--- START ---
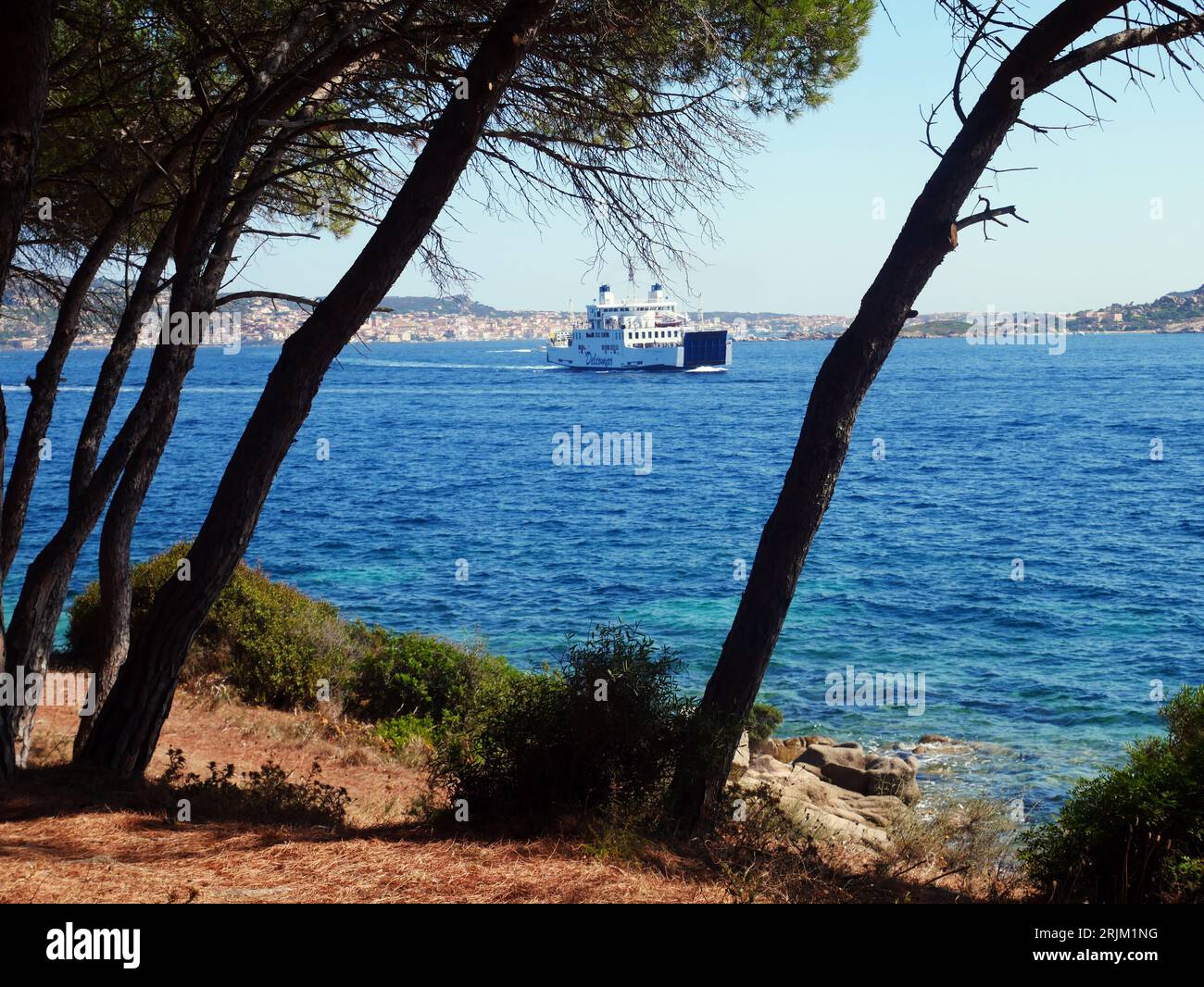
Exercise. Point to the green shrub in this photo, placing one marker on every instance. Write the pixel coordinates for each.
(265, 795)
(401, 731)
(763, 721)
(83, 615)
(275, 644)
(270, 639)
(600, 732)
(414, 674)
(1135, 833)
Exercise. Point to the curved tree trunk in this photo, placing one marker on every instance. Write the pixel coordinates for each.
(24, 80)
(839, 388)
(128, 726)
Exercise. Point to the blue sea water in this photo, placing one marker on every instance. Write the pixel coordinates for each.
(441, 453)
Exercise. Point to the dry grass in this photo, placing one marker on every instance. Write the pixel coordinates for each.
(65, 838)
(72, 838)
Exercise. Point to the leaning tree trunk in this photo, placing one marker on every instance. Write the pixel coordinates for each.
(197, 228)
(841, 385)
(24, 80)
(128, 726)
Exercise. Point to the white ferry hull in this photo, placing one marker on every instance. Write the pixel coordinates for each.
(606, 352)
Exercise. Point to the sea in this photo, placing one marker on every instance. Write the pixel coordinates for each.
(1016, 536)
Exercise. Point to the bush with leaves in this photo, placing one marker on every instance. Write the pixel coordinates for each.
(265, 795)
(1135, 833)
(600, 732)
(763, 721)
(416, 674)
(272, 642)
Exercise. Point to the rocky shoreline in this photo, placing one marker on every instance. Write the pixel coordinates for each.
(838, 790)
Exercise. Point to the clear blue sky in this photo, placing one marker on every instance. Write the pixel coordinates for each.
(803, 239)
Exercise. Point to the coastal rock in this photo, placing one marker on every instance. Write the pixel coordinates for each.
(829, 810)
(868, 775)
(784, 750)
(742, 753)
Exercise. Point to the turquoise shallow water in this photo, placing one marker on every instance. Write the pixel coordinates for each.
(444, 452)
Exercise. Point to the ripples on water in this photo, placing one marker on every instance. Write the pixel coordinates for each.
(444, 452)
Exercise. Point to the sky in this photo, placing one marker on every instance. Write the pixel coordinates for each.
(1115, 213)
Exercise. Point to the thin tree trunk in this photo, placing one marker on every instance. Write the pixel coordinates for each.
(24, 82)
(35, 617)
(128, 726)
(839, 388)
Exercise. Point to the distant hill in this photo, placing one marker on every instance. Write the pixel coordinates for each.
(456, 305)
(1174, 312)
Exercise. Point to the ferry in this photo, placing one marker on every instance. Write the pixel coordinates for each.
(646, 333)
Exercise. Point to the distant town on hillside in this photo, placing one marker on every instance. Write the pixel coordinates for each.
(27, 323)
--- END ---
PROMPT:
Retype only the lines running from the line with "Exercise. Point to the ripples" to the end of the listing, including both of those lines.

REPLY:
Exercise. Point to the ripples on water in this photo, placing one marker on every instance. Write the pixel coordinates for each.
(444, 452)
Exercise. Point to the sky in this photo, placing one marker on every instance. Write the pixel coordinates for each.
(1115, 213)
Exercise. Point to the thin tree trunk in this photo, placing one marker on every instance. Write the pixel coordinates for each.
(24, 82)
(35, 617)
(128, 726)
(839, 388)
Exercise. Point to the distant hill in this photo, placing one marker on every instance. Write the pixel coordinates for each.
(456, 305)
(1174, 312)
Exercise. Point to the ferry in this photo, placing one marker on every instance. Write the pixel coordinates for each.
(646, 333)
Exercise. Point to the distant town on hillside in this photo, placing one marker on every instance. Write the pixel coordinates for each.
(27, 323)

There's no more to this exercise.